WHAT IS EXPECTED: Write out, please, the line containing "[pin] dark doorway opening -- one per line" together with all lines after it, up to and including the last one, with no other output.
=====
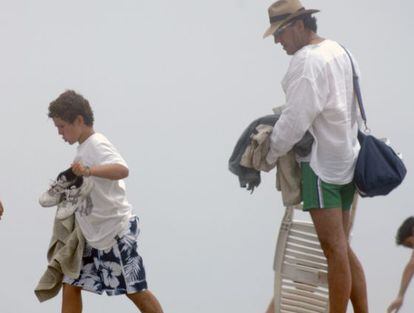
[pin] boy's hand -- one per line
(1, 209)
(80, 170)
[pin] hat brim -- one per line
(275, 26)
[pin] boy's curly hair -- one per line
(69, 105)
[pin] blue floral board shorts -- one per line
(117, 270)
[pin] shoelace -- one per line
(56, 187)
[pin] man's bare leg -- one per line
(145, 302)
(359, 297)
(271, 307)
(332, 236)
(71, 299)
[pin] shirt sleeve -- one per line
(107, 154)
(305, 99)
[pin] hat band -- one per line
(277, 18)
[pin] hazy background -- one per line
(173, 84)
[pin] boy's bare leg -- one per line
(71, 299)
(271, 307)
(332, 236)
(145, 302)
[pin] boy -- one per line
(405, 237)
(111, 262)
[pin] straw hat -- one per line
(282, 12)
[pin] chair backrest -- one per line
(301, 284)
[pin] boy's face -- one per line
(70, 132)
(409, 242)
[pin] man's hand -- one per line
(395, 305)
(80, 170)
(1, 209)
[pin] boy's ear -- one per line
(79, 120)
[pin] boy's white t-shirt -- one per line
(105, 213)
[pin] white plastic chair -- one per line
(301, 281)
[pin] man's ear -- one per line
(300, 25)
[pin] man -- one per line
(320, 99)
(405, 237)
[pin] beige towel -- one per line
(64, 256)
(288, 175)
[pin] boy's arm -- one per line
(405, 281)
(108, 171)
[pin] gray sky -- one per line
(173, 84)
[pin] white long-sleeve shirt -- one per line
(320, 98)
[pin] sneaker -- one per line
(54, 195)
(73, 196)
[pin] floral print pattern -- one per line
(118, 270)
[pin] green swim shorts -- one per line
(318, 194)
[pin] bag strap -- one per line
(357, 89)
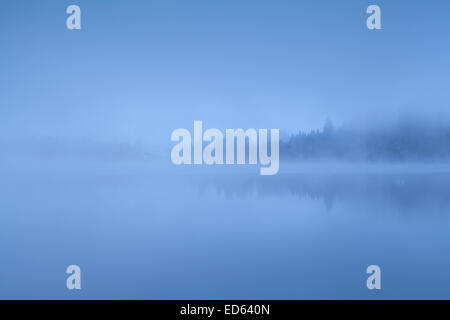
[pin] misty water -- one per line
(168, 233)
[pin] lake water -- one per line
(144, 233)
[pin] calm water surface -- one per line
(167, 234)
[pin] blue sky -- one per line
(139, 69)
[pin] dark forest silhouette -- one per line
(405, 140)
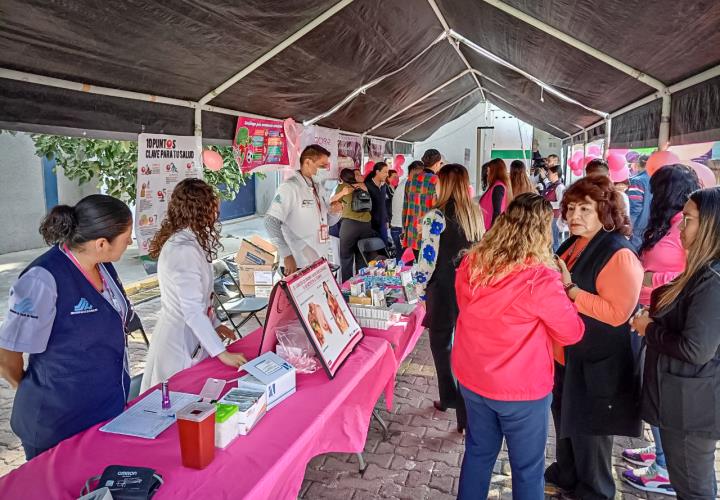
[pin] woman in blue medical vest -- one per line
(68, 310)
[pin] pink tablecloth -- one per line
(323, 416)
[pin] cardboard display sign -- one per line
(313, 298)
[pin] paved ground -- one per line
(420, 460)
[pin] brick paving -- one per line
(419, 460)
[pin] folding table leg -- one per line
(386, 431)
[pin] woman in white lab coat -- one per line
(187, 330)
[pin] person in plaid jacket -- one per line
(419, 198)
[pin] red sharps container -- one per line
(196, 426)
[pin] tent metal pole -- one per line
(417, 101)
(446, 27)
(549, 88)
(664, 132)
(574, 42)
(435, 114)
(275, 51)
(364, 88)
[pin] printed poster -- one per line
(163, 161)
(260, 145)
(349, 152)
(318, 305)
(327, 138)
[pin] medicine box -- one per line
(251, 404)
(271, 373)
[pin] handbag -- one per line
(361, 201)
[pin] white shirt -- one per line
(296, 205)
(185, 331)
(397, 206)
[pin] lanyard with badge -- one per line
(324, 231)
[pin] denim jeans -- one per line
(524, 425)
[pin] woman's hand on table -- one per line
(234, 359)
(226, 333)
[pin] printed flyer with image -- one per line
(163, 161)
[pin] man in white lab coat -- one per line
(299, 216)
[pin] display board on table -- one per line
(163, 161)
(312, 298)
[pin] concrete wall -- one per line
(22, 194)
(22, 198)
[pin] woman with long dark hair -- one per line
(663, 259)
(596, 389)
(682, 364)
(187, 330)
(68, 310)
(451, 227)
(519, 180)
(499, 192)
(375, 182)
(512, 310)
(355, 225)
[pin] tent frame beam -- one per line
(664, 90)
(425, 120)
(421, 99)
(275, 51)
(446, 28)
(10, 74)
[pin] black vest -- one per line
(600, 390)
(442, 307)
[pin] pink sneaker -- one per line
(640, 456)
(650, 478)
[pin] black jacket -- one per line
(379, 213)
(600, 392)
(682, 366)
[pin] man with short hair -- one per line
(299, 216)
(640, 198)
(419, 198)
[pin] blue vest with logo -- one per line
(80, 379)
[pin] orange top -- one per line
(618, 285)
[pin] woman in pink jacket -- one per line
(663, 259)
(513, 309)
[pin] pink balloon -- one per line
(616, 161)
(705, 174)
(660, 159)
(690, 151)
(212, 160)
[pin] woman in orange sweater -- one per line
(596, 393)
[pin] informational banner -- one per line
(163, 161)
(313, 298)
(327, 138)
(349, 152)
(260, 145)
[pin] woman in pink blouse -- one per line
(663, 258)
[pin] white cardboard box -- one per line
(248, 414)
(271, 373)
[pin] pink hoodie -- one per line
(503, 348)
(665, 260)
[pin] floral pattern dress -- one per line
(432, 226)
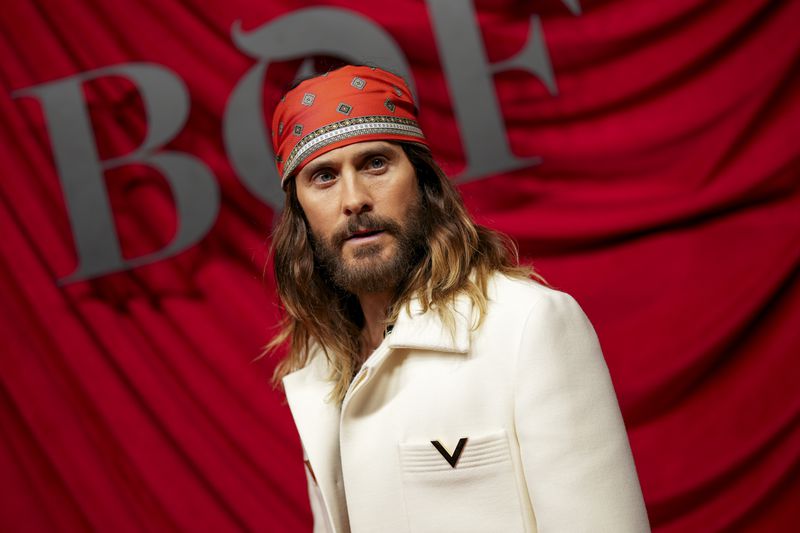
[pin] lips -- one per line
(364, 233)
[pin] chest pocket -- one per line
(478, 494)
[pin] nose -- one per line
(356, 198)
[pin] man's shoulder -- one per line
(515, 293)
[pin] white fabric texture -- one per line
(546, 447)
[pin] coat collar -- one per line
(427, 331)
(317, 417)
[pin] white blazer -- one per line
(511, 427)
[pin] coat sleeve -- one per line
(576, 458)
(321, 522)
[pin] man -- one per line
(434, 385)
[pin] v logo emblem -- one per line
(452, 459)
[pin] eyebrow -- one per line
(360, 156)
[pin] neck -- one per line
(374, 306)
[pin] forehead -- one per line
(353, 152)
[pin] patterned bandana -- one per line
(344, 106)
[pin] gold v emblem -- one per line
(452, 459)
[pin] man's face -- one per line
(363, 206)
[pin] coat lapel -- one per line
(427, 331)
(317, 419)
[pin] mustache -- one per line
(366, 221)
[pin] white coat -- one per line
(545, 451)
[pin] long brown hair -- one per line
(460, 257)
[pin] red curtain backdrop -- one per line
(666, 202)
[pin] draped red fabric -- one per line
(666, 202)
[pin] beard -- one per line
(367, 271)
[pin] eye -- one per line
(376, 163)
(322, 177)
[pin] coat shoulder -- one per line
(521, 295)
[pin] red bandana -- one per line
(344, 106)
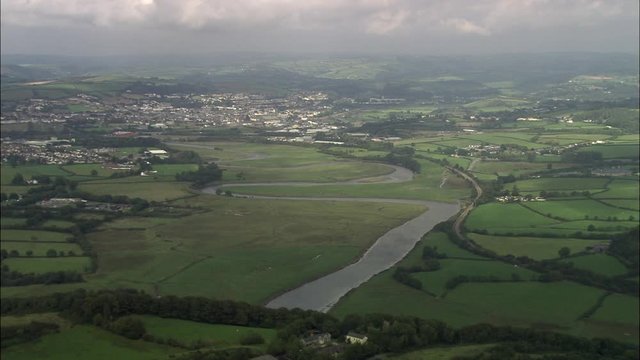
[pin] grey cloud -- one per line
(318, 25)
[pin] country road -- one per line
(457, 225)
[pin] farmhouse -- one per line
(316, 339)
(355, 338)
(162, 154)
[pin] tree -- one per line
(564, 252)
(128, 327)
(252, 338)
(18, 179)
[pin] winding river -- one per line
(321, 294)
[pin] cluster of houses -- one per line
(56, 203)
(512, 198)
(51, 151)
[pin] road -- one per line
(457, 225)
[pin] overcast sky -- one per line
(120, 27)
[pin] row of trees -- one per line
(386, 333)
(204, 175)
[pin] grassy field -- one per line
(61, 224)
(533, 247)
(492, 216)
(618, 308)
(8, 172)
(43, 265)
(620, 188)
(20, 320)
(555, 306)
(434, 281)
(40, 249)
(235, 245)
(442, 353)
(425, 185)
(560, 184)
(87, 342)
(616, 151)
(498, 104)
(6, 221)
(599, 263)
(34, 235)
(212, 334)
(146, 188)
(85, 170)
(627, 204)
(504, 168)
(581, 209)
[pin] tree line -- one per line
(110, 309)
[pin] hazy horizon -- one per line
(361, 28)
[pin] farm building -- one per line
(355, 338)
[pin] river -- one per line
(321, 294)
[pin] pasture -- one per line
(7, 221)
(560, 184)
(580, 209)
(532, 247)
(616, 151)
(40, 248)
(239, 243)
(598, 263)
(435, 281)
(8, 172)
(211, 334)
(555, 305)
(442, 353)
(43, 265)
(620, 189)
(494, 216)
(143, 187)
(87, 342)
(424, 186)
(34, 235)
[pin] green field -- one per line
(61, 224)
(618, 308)
(504, 168)
(211, 334)
(434, 281)
(236, 244)
(6, 221)
(532, 247)
(581, 209)
(34, 235)
(21, 320)
(616, 151)
(40, 249)
(498, 104)
(493, 216)
(599, 263)
(87, 342)
(442, 353)
(560, 184)
(145, 187)
(43, 265)
(425, 186)
(8, 172)
(620, 189)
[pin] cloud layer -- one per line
(364, 20)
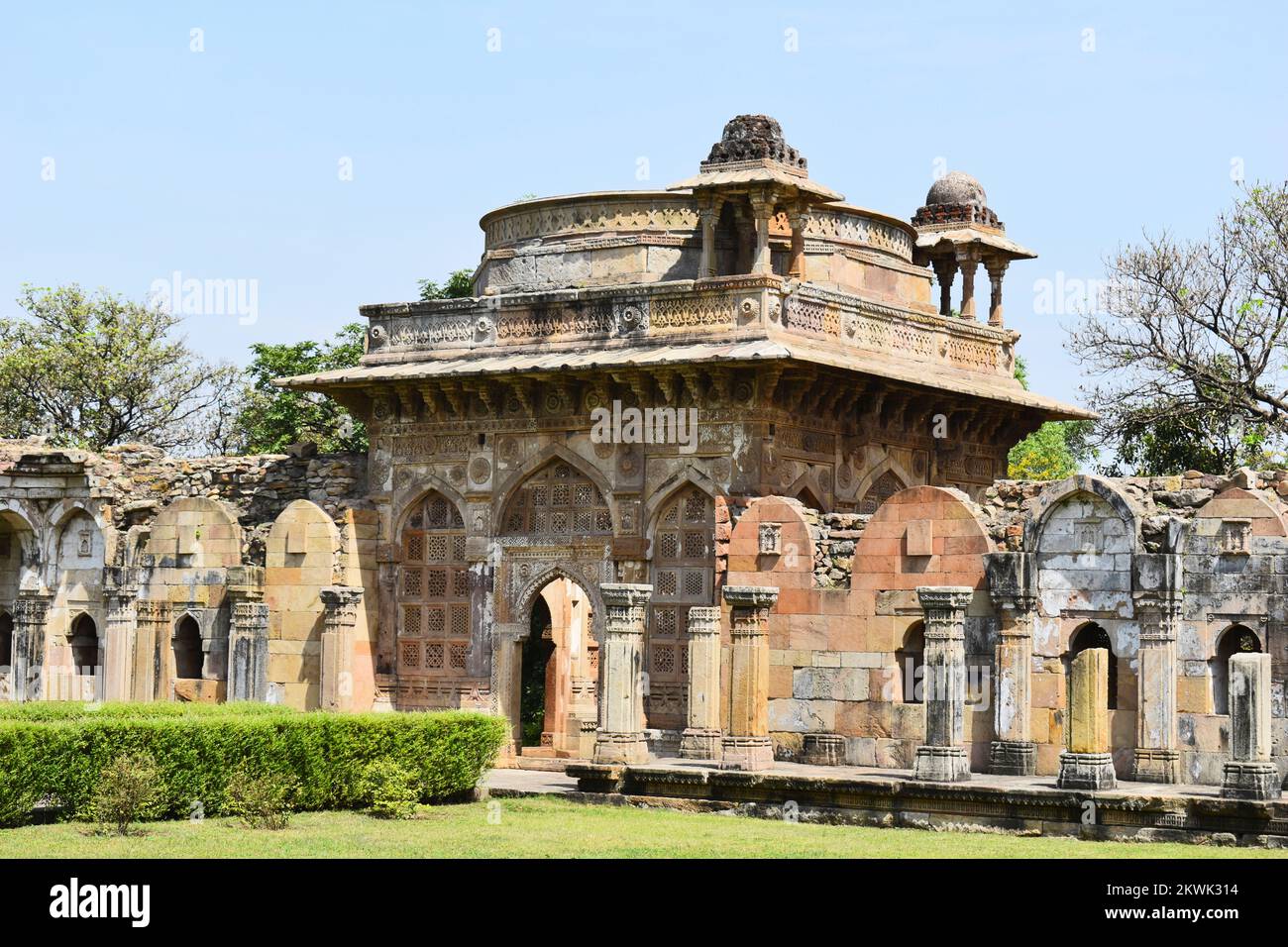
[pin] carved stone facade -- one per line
(585, 478)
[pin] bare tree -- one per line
(1189, 341)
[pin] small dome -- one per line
(957, 187)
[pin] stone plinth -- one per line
(1089, 763)
(943, 758)
(1249, 775)
(823, 750)
(619, 737)
(747, 745)
(700, 737)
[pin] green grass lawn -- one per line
(537, 827)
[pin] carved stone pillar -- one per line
(747, 745)
(1158, 758)
(621, 665)
(797, 266)
(1014, 751)
(151, 620)
(342, 615)
(763, 210)
(945, 269)
(700, 738)
(967, 262)
(248, 635)
(996, 268)
(30, 611)
(943, 758)
(1249, 775)
(120, 634)
(709, 217)
(1087, 763)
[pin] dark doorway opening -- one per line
(84, 642)
(537, 650)
(187, 648)
(1094, 637)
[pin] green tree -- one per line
(93, 368)
(459, 285)
(270, 418)
(1190, 343)
(1054, 451)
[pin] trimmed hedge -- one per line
(196, 754)
(50, 711)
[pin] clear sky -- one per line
(127, 157)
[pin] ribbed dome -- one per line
(957, 187)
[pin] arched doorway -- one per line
(187, 648)
(558, 674)
(1091, 635)
(911, 659)
(683, 571)
(1235, 639)
(5, 656)
(85, 659)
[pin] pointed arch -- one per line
(671, 487)
(537, 463)
(429, 483)
(1054, 496)
(522, 607)
(897, 476)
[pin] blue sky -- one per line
(224, 163)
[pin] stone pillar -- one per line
=====
THE RESULT:
[pin] dark doorway opening -- one per line
(84, 642)
(537, 650)
(187, 648)
(1094, 637)
[pin] green tree -- one per line
(93, 368)
(459, 285)
(270, 418)
(1190, 343)
(1054, 451)
[pin] trimmed hedge -- one per line
(196, 754)
(50, 711)
[pin] clear sky -- one per line
(127, 157)
[pin] ribbed dome -- one per line
(957, 187)
[pin] arched doorway -- one per line
(187, 648)
(558, 674)
(1091, 635)
(911, 659)
(683, 571)
(1235, 639)
(5, 656)
(85, 659)
[pin] pointed arch -- one per line
(671, 487)
(537, 463)
(429, 483)
(1054, 496)
(522, 607)
(897, 476)
[pin] blue sky -- one per line
(224, 163)
[pin] stone pillar -- one per line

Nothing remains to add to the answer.